> **YOUR INSTRUCTIONS**: Your task is to retype, exactly and with nothing else, every line from the one containing "In the photo above, where can the dining" to the end of the listing.

> **THE INPUT**:
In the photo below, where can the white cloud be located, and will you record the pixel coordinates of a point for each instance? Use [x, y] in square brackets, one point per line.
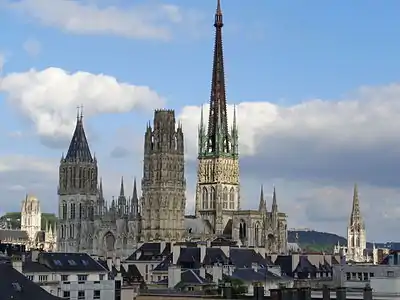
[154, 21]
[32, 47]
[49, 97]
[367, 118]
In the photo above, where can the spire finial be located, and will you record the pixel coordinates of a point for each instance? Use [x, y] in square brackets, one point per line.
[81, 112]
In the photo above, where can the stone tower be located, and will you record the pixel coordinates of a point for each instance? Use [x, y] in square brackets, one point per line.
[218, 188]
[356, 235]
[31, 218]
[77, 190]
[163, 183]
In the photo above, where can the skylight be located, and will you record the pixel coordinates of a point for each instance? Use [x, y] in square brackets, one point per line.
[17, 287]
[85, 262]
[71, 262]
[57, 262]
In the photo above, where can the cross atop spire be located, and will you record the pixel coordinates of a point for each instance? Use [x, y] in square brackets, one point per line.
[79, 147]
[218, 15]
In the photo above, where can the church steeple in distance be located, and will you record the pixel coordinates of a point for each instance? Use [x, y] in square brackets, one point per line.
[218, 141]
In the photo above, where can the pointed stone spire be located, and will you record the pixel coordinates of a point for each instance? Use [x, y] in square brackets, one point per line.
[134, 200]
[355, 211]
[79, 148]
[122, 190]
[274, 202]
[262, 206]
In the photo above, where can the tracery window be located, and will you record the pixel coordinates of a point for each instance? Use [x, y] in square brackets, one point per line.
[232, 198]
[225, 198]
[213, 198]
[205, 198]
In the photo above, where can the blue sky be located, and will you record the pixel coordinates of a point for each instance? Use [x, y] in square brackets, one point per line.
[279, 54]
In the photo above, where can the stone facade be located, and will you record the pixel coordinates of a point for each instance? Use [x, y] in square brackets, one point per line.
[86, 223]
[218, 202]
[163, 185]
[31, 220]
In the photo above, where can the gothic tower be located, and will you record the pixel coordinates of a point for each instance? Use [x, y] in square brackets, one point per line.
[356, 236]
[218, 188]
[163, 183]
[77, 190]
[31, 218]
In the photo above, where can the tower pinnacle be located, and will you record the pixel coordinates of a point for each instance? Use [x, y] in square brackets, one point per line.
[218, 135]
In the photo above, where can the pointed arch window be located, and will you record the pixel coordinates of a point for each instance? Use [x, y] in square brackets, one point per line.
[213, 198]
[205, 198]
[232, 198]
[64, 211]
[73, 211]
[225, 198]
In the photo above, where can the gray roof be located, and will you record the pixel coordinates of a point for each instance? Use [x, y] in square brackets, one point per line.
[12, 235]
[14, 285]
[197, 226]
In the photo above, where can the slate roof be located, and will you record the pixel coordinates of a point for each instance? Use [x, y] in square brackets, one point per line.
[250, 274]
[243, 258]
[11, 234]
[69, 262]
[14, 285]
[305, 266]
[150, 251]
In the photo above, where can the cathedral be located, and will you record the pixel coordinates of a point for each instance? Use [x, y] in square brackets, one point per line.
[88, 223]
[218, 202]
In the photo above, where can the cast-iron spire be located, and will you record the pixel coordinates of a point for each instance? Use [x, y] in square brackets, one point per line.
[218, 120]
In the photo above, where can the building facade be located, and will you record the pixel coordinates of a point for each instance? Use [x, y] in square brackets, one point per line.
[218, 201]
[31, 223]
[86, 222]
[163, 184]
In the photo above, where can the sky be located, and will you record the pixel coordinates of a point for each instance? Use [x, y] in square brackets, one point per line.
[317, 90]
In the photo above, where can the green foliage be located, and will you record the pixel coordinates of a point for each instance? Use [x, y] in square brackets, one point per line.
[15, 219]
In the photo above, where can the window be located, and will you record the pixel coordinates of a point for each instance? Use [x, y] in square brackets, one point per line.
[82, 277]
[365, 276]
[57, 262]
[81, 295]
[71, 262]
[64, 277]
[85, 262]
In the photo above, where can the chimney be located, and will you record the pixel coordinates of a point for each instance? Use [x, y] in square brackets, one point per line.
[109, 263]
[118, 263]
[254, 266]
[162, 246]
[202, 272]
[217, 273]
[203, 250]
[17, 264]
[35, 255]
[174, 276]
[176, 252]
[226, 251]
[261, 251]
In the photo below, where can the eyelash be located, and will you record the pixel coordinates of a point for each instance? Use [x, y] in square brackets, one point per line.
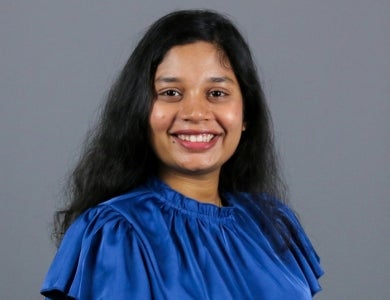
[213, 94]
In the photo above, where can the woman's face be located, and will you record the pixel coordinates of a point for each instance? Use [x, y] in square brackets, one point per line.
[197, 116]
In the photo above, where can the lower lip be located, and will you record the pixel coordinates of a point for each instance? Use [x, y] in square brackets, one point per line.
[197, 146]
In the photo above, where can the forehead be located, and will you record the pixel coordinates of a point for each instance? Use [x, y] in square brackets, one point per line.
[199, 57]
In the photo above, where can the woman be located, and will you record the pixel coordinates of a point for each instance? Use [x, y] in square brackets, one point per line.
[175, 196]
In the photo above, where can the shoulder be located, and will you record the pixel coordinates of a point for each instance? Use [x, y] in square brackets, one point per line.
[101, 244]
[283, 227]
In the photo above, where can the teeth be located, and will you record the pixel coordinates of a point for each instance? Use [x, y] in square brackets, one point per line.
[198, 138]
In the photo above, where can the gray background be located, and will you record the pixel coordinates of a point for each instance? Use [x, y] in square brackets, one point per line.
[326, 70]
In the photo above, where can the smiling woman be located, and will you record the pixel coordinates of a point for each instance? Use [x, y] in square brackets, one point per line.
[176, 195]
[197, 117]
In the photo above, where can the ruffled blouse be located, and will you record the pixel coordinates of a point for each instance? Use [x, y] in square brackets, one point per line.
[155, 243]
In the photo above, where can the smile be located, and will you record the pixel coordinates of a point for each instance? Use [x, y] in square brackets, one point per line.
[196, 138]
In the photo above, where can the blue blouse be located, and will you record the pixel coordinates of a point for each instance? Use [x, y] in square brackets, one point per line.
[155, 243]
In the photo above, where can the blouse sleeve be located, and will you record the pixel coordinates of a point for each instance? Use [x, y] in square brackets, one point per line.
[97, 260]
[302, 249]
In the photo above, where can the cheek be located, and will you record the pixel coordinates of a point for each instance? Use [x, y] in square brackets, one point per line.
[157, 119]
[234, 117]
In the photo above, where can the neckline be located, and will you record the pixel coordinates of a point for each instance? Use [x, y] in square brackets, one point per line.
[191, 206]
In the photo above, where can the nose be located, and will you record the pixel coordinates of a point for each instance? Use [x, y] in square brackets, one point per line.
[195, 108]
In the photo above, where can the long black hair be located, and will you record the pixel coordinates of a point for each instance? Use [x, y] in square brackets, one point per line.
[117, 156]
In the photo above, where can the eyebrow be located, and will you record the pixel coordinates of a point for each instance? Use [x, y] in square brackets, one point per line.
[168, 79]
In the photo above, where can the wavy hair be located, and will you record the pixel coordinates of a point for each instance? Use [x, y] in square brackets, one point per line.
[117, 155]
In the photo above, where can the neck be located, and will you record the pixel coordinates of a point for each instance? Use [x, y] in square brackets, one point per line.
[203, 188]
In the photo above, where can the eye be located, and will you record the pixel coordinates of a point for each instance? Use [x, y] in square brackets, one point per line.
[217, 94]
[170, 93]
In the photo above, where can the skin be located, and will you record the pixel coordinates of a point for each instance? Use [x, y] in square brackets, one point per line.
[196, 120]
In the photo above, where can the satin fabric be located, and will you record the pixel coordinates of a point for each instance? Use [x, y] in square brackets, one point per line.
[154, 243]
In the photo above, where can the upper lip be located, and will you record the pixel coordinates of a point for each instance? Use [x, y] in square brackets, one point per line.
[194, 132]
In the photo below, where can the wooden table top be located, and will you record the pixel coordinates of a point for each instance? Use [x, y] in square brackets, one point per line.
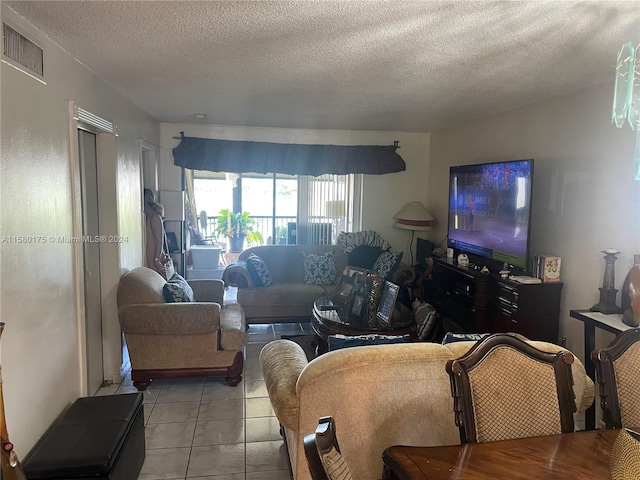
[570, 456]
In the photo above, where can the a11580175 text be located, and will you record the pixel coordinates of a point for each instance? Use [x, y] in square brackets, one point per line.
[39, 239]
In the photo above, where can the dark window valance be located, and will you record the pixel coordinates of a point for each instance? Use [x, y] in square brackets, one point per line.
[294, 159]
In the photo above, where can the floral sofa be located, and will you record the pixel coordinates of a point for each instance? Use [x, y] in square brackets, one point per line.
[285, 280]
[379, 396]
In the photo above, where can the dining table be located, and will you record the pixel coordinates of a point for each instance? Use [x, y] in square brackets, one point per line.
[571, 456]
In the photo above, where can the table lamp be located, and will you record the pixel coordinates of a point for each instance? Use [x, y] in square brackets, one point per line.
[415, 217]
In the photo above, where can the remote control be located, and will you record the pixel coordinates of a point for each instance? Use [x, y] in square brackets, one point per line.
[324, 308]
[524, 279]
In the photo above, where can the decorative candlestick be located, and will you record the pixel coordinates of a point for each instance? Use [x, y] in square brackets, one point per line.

> **RESPONSE TO THE EXERCISE**:
In the photo above, where can the dining table be located, and will you record the pixel coordinates of a point for each instance? Use [x, y] in square brackets, one point per line.
[571, 456]
In the photo above, where can the table lamp be located, and will you record the pixel coordinates of a point for each instance? Use [x, y] in square brackets, one point per line.
[415, 217]
In the photo above, where can the remote control be located, and will you record the pixel coordinates of a point for each instance? Use [x, y] in square brackets, one point per line.
[324, 308]
[524, 279]
In the photo above, where can the decorative candlestick be located, and will you record the pixel coordinates of a point for each instance? Use [x, y] in square brackets, one point per line.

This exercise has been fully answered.